> Questions on the material
**a.** Answer these from the Shakespeare's birthday text:
(i) In what year was William Shakespeare born?
(ii) Which London theater is described as still waiting for the end of Covid19?
(iii) In what year did Shakespeare die?
**b.** Please extend the Shakespeare's birthday text with new paragraphs, picking up after its final sentence.

> Provided text

☆ ☆ ☆ ☆ ☆

Friday 23 April 2021

Shakespeare's birthday and St Georges Day.

 Shakespeare's birthday and St Georges Day.

Deep in the heart of Stratford Upon Avon, the candles will be ablaze on the birthday cake and that venerable playwright and poet will be patriotically praised, lionised, quoted and trumpeted across every literary landscape where his name is now as familiar as the National Anthem. He was the one who composed all of  those pioneering, theatrical productions that were so fabulously performed by every actor and actress since time immemorial, that the Oxford English Dictionary may find it hard to adequately express its eternal gratitude. 

William Shakespeare was born on this day in 1564 many centuries removed before anybody had ever thought of electricity, TV, the Internet, radio or even Corn Flakes. Shakespeare was one of Britain's most renowned and foremost of all writers. It is impossible to place him in any potential Top 100 bestsellers list but there will always be room on one of the Times Literary Supplement features. You can imagine wandering around all of those well read literary festivals in Britain and feeling inspired to write your story. But Shakespeare seemed to get there before everybody else and the ripples can still be seen in Shakespearean school classrooms where the Bard is still a prominent force for good on those groaning library shelves. 

For the last year or so none of us have been anywhere as such and even the Globe Theatre, the London home of Shakespeare's most dramatic sonnets and acting excellence, is still waiting patiently for the end of Covid19. Who could ever forget  those unforgettable lines that have been precisely articulated with utterly correct pronunciation wherever the Bard is flavour of the month? At the moment though the spirit of Shakespeare may still be flourishing but some of us believe that somewhere out there dear William must be in floods of tears. What on earth would he have made of a 21st century virus that just seems to go on and on?

Ever since his death in 1616 the world and his family have known, heard about or discussed the name of Shakespeare in hallowed school and university corridors, the most exhaustively remarked upon and historical name of all time. The adaptations of the Bard's work have travelled the length and breadth of every corner of the world and everyday we unwittingly utter a sentence that has its direct origins in one of Shakespeare's plays or comedies.

☆ ☆ ☆ ☆ ☆

Point localization data

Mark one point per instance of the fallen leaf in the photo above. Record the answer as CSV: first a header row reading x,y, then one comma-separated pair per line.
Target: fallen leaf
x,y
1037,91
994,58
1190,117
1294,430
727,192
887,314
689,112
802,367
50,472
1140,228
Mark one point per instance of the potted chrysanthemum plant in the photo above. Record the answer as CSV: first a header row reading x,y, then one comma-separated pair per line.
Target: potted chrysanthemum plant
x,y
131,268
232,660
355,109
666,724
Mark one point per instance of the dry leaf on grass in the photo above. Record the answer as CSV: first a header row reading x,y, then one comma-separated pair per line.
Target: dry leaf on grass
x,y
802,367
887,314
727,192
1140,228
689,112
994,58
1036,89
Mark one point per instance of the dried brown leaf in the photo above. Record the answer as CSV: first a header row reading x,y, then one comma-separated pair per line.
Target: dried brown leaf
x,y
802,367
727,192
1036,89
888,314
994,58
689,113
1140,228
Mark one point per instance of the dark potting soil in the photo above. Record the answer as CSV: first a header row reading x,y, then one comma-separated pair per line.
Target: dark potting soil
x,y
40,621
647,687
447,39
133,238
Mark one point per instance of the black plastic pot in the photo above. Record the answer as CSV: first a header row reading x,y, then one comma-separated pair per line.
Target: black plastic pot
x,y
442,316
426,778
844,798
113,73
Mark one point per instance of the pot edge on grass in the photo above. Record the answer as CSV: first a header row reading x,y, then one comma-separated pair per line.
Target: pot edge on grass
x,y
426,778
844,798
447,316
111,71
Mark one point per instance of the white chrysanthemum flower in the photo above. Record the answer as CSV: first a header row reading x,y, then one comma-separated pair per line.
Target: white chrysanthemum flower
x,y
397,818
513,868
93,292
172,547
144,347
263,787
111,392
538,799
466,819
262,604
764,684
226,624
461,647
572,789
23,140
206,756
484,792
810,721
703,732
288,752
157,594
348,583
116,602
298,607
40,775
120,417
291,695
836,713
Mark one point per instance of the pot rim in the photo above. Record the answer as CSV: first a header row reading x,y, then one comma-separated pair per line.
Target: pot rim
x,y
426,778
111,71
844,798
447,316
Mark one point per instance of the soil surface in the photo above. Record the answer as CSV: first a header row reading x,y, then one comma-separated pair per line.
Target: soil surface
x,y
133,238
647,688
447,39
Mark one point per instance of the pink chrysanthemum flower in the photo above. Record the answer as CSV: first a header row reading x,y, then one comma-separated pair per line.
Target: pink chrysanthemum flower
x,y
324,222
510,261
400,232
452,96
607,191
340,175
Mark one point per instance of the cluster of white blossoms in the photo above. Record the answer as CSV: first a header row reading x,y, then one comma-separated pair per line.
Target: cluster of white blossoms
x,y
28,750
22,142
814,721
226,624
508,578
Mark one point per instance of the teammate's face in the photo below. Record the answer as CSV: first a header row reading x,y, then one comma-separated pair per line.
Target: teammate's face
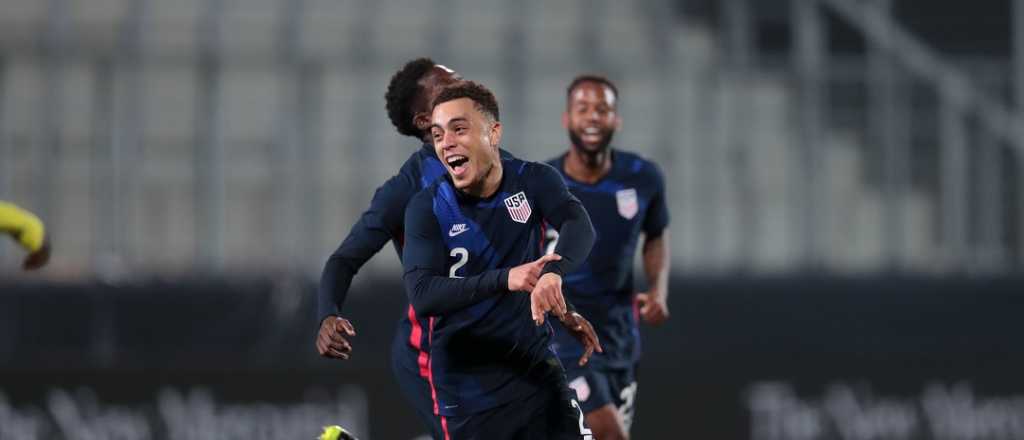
x,y
431,84
591,118
466,140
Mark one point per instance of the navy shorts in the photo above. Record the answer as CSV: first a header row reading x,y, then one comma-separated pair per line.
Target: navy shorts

☆ ☆ ☆ ☆ ☆

> Written answers
**a.**
(i) 1564
(ii) The Globe Theatre
(iii) 1616

**b.**
But here we are on the birthday of Shakespeare and any celebration of St Georges Day still seems muted and almost hardly visible. Of course the English have forgotten their very own patron saint because they always have done and feel no shame whatsoever. While the Irish down several keg loads of Guinness and the Welsh sing sonorously on St David's Day in full choir mode, in England they still believe that the only one historic event we should ever feel proud of is the 1966 World Cup Final or beating the Aussies at cricket while not forgetting the boating regattas at Henley. We do rather well at Wimbledon tennis every 70 years or so and we're not bad at hockey from time to time. 

The truth is that St Georges Day is, and has been for as long as any of us can remember, one of those non events where nobody does anything to mark the occasion. There are no lavish street carnivals, no festivals, no flags apart from the odd tattered England flag or banner from 1966 and none of those street parties for the kids and families that invariably stretched deep into the evening after the Second World War. 

So what is it with England and St Georges Day. Are we afraid to express our innermost feelings or are we quite content to cherish our privacy. Is it that repression, that modest, stiff upper lip, a natural reserve in case we bump into each other and show too much pleasure. Maybe it is that close proximity to each other, the sense that if we do break out into wild paroxysms of enjoyment that nasty old virus will just send us sliding back to where we were at this point last year.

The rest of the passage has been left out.